*EXTRACTED TEXT:*

A criminal probe of two journalists at Netzpolitik, a Berlin blog, has provoked a major debate in Berlin about reforming Germany’s law on treason, with some policymakers now demanding clear parameters to protect journalists.
The controversy started when the Netzpolitik bloggers, Markus Beckedahl and André Meister, reported last week that they were being investigated on suspicion of treason for publishing what appeared to be a secret government file detailing Germany’s new push to surveil social media.
On Tuesday, the justice ministry removed the federal prosecutor in charge of the investigation – but not before stirring up a storm of protest and fears that the treason law could threaten freedom of the press.
Critics range from center-left Social Democrats, the government’s minority coalition partner, to the socialist Left Party and liberal Federal Democratic Party. They are all calling for better protection of journalists.
“The treason law is rarely used, and in the current case, it is unlikely the investigations will be pursued further. There is no need for a knee-jerk reaction.”
But members of Chancellor Angela Merkel’s center-right Christian Democrats and their Bavarian sister party, the Christian Social Union, warn against rash decisions.

[Listing of labeled points]
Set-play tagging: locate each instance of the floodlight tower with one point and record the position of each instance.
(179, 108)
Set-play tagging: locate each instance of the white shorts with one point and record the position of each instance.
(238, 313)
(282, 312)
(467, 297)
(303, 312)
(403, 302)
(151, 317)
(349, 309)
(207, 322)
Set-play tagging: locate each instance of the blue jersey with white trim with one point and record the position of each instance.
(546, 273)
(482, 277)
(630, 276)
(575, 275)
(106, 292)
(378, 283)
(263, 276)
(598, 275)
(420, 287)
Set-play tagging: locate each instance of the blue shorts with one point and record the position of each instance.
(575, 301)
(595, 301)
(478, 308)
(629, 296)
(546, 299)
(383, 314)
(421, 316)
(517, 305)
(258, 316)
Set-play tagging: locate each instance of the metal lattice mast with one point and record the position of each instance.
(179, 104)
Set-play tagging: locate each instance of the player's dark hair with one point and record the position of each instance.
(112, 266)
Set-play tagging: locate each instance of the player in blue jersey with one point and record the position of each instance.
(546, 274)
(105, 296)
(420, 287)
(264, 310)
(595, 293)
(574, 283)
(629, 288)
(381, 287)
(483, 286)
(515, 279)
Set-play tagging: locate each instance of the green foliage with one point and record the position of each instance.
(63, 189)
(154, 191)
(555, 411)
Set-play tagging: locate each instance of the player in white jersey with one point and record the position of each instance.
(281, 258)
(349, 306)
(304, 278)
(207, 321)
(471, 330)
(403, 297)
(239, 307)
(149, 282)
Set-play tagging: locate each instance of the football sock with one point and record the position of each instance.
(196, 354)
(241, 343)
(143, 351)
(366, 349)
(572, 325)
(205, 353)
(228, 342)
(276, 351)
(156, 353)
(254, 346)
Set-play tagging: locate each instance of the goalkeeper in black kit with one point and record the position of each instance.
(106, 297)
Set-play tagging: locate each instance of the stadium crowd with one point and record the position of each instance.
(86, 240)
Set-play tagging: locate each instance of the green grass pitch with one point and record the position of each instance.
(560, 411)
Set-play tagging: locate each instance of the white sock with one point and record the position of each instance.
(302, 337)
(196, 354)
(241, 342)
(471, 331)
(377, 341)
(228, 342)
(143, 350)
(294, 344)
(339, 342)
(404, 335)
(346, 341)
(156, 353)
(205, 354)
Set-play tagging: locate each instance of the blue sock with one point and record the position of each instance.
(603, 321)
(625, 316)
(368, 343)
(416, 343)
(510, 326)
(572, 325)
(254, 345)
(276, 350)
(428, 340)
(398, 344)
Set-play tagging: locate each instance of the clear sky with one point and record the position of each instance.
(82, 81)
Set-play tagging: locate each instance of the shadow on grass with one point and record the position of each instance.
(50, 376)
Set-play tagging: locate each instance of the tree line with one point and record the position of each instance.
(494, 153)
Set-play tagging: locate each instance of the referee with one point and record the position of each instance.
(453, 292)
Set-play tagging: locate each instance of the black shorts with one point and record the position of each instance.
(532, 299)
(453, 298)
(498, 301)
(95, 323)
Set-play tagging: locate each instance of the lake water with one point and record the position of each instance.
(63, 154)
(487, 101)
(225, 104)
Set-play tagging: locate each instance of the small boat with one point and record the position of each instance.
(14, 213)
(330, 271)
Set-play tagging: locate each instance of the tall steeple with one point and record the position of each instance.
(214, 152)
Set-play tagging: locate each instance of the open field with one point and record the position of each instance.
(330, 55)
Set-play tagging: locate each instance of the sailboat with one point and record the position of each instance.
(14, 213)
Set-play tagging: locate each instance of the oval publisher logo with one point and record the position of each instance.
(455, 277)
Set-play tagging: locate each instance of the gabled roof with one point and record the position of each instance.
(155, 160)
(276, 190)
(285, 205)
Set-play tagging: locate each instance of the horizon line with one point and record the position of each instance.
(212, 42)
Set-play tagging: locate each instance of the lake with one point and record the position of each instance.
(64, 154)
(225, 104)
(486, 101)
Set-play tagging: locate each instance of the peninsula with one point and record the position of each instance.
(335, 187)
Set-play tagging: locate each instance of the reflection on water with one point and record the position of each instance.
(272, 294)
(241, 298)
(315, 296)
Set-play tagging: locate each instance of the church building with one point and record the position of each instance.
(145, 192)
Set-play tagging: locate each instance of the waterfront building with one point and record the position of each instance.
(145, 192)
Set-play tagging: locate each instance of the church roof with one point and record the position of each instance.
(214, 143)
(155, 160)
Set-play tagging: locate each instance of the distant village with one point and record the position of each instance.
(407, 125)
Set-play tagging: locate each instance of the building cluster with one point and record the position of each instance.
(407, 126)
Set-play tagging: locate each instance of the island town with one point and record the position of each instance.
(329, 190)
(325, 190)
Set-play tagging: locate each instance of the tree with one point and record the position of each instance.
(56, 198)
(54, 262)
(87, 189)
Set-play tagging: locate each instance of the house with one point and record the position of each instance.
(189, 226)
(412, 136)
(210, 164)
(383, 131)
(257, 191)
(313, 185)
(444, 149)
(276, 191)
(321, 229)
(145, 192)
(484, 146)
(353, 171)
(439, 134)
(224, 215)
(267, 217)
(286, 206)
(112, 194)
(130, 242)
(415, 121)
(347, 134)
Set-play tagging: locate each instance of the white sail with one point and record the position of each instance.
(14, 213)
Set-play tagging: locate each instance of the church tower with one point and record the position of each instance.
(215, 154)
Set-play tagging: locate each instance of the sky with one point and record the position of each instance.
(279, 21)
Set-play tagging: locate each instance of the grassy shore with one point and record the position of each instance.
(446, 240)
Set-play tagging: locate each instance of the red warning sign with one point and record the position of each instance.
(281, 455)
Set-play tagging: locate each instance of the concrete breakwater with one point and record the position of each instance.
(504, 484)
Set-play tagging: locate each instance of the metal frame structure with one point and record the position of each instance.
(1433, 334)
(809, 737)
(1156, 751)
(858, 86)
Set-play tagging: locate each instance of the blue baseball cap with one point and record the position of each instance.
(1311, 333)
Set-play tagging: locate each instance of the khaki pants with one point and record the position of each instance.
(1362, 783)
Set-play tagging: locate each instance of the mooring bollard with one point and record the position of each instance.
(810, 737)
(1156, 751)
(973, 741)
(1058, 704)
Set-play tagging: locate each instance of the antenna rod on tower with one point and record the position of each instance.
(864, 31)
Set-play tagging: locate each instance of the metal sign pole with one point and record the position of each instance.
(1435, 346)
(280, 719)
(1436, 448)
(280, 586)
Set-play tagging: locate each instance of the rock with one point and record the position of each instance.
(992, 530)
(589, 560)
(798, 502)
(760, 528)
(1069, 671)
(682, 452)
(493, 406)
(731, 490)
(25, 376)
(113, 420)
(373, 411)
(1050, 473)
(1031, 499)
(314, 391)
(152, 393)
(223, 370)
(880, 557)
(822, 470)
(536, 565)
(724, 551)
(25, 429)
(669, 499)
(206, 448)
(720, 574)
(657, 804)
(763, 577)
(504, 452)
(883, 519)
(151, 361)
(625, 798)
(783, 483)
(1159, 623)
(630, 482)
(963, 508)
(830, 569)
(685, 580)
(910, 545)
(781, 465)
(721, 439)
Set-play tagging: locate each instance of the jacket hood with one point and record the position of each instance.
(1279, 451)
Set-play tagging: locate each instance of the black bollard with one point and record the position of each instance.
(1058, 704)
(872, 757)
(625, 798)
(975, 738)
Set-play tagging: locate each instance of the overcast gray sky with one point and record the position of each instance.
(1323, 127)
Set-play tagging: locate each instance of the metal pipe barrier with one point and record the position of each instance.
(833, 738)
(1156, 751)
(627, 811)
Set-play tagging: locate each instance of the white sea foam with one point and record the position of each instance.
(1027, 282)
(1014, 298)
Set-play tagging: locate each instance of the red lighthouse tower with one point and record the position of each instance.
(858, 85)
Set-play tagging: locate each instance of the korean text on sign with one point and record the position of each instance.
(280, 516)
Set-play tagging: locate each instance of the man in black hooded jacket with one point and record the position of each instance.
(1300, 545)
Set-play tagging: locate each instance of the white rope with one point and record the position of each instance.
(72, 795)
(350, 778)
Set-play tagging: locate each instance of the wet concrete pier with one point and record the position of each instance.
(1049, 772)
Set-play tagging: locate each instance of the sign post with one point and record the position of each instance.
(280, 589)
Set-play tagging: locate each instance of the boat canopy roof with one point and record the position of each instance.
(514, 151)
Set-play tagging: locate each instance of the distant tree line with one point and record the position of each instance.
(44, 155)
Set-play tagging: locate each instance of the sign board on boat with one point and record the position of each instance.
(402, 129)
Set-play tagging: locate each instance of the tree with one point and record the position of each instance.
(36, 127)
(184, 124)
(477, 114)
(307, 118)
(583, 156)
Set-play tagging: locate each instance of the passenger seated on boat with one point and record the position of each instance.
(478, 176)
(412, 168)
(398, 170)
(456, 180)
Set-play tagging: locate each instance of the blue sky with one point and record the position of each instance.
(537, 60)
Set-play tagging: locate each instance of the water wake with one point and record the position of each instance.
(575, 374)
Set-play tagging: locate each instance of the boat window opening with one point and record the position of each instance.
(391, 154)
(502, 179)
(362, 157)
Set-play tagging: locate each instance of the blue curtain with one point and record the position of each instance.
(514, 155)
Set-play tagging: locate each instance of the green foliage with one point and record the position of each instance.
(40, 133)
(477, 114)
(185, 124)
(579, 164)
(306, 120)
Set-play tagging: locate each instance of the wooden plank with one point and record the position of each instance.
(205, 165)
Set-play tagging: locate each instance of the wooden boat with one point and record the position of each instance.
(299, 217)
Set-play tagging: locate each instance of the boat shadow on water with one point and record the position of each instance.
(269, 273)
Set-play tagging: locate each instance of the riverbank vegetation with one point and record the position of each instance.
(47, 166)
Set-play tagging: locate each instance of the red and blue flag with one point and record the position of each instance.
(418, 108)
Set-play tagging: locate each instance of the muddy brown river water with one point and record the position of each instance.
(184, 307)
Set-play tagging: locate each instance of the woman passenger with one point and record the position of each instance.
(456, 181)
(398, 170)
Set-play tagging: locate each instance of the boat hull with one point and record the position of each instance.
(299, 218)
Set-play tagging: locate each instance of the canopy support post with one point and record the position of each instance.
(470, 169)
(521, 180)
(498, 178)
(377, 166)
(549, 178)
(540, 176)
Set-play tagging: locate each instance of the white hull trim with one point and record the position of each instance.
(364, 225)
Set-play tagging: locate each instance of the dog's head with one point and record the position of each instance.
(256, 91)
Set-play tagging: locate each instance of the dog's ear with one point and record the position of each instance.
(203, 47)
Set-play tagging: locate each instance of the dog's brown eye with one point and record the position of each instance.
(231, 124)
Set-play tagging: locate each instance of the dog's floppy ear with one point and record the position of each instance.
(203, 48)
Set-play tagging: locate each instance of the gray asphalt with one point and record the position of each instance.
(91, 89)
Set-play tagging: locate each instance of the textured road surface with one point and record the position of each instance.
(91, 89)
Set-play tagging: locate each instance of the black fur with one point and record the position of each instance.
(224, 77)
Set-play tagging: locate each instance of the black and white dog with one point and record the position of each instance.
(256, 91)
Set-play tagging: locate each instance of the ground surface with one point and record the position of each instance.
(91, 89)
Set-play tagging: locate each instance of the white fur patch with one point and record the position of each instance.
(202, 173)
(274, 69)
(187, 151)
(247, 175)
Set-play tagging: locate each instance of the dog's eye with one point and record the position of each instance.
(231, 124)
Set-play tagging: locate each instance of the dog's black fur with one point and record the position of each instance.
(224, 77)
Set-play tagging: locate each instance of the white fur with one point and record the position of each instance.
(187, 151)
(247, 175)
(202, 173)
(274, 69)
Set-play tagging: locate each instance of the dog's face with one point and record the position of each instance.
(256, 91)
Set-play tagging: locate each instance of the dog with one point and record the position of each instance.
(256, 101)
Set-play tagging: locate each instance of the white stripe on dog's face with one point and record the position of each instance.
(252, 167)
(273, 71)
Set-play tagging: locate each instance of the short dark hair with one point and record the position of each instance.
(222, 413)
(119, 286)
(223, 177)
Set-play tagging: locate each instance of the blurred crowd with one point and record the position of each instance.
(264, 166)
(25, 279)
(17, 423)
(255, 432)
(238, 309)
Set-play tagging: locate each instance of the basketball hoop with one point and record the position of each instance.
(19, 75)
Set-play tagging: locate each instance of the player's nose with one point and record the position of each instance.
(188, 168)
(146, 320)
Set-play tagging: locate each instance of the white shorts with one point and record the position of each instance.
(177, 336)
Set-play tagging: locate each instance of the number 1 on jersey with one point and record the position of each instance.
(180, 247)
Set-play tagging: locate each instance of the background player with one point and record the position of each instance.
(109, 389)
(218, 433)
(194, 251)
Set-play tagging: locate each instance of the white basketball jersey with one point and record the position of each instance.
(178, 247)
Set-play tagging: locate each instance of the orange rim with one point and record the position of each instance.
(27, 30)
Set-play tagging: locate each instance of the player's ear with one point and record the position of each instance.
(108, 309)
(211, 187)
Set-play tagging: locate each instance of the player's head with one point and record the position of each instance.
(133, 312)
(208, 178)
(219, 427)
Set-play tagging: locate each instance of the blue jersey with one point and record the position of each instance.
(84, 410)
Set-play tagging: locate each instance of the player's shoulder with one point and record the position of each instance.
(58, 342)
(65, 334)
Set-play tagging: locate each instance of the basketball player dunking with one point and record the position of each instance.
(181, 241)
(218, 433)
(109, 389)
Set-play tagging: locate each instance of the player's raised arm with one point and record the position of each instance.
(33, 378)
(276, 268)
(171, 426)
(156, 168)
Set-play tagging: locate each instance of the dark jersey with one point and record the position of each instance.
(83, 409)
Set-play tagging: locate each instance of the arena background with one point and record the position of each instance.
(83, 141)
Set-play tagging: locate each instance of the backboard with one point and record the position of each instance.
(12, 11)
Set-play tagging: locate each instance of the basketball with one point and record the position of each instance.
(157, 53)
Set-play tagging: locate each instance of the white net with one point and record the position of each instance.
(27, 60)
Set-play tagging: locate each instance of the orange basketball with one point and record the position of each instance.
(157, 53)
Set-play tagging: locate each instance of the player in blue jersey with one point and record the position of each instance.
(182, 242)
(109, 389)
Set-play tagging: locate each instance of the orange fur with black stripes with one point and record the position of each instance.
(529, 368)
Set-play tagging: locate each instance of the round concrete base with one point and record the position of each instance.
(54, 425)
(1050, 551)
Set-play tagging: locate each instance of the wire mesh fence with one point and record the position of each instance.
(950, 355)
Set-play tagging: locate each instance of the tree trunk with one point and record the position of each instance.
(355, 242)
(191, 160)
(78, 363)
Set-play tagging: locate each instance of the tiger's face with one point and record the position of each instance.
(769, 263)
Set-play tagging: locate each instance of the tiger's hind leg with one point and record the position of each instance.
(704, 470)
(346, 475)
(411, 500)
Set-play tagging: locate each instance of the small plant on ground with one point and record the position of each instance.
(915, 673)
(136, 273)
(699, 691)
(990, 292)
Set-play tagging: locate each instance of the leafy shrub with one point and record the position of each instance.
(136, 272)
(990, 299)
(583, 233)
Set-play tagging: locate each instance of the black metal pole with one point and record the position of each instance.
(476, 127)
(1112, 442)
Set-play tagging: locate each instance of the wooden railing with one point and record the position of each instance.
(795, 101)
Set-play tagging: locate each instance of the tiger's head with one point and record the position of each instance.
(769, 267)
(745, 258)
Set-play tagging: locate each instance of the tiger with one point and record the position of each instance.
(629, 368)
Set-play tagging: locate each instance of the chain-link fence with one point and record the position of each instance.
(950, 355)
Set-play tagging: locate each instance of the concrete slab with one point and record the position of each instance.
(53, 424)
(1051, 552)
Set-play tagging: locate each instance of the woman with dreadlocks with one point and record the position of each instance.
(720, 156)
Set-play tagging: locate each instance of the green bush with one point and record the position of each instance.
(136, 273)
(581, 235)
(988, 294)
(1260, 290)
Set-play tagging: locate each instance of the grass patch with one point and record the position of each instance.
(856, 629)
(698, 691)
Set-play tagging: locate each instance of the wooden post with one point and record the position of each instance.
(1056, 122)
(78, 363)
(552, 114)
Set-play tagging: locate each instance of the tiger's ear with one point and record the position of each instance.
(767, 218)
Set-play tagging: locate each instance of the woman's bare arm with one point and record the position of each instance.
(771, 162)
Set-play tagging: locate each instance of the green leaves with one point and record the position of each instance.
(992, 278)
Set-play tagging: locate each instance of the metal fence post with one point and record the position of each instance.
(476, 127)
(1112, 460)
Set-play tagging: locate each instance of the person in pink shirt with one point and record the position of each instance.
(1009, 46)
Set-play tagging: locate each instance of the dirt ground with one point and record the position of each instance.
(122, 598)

*EXERCISE TASK 1:* Copy word for word the passage of the article on the Netzpolitik treason probe from "The controversy started" to "surveil social media.".
*EXERCISE TASK 2:* In the article on the Netzpolitik treason probe, which two bloggers were being investigated on suspicion of treason?
This listing is separate material and has no connection to the article.

*TASK RESPONSE 1:*
The controversy started when the Netzpolitik bloggers, Markus Beckedahl and André Meister, reported last week that they were being investigated on suspicion of treason for publishing what appeared to be a secret government file detailing Germany’s new push to surveil social media.

*TASK RESPONSE 2:* Markus Beckedahl and André Meister.